● SELECTED EXCERPT:
· · ·
Jack Ellis (23 October 1912 – 27 November 2007) was an England international rugby union player. At the time of his death it was reported that he was the oldest living England international rugby player, although it was later discovered this was incorrect.

Rugby career 

He played in only one official England game a 9-6 win against Scotland during the 1938/39 season. Official international games were not played during the Second World War but he played in 10 Red Cross Service Internationals including a joint England/Wales team that beat a joint Scotland/Ireland team 17-3 in December 1939.

He also played five times for the Barbarians and Yorkshire.

At club level he played for Wakefield RFC making his debut during the 1931/32 season, playing 106 games and scoring 37 tries.

Career 

He qualified in Classics at Durham in 1936, also acquiring a Diploma in Physical Education at Carnegie College.

He was a school teacher and he taught classics, Latin and Greek at Fettes in Edinburgh, Rossall in Lancashire and Scarborough High School for Boys .
· · ·
● WORK INSTRUCTIONS:
A – In the Jack Ellis biography, how many games did he play for Wakefield RFC?
B – Transcribe everything in the Jack Ellis biography from "He played in only" down to "School for Boys .".

● SUPPLIED INFORMATION:
· · ·
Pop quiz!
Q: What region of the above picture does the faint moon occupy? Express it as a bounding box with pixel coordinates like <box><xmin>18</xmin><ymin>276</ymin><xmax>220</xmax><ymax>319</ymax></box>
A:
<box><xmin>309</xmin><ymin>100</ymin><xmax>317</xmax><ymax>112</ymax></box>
· · ·
● SOLUTIONS:
A – 106

B –
He played in only one official England game a 9-6 win against Scotland during the 1938/39 season. Official international games were not played during the Second World War but he played in 10 Red Cross Service Internationals including a joint England/Wales team that beat a joint Scotland/Ireland team 17-3 in December 1939.

He also played five times for the Barbarians and Yorkshire.

At club level he played for Wakefield RFC making his debut during the 1931/32 season, playing 106 games and scoring 37 tries.

Career 

He qualified in Classics at Durham in 1936, also acquiring a Diploma in Physical Education at Carnegie College.

He was a school teacher and he taught classics, Latin and Greek at Fettes in Edinburgh, Rossall in Lancashire and Scarborough High School for Boys .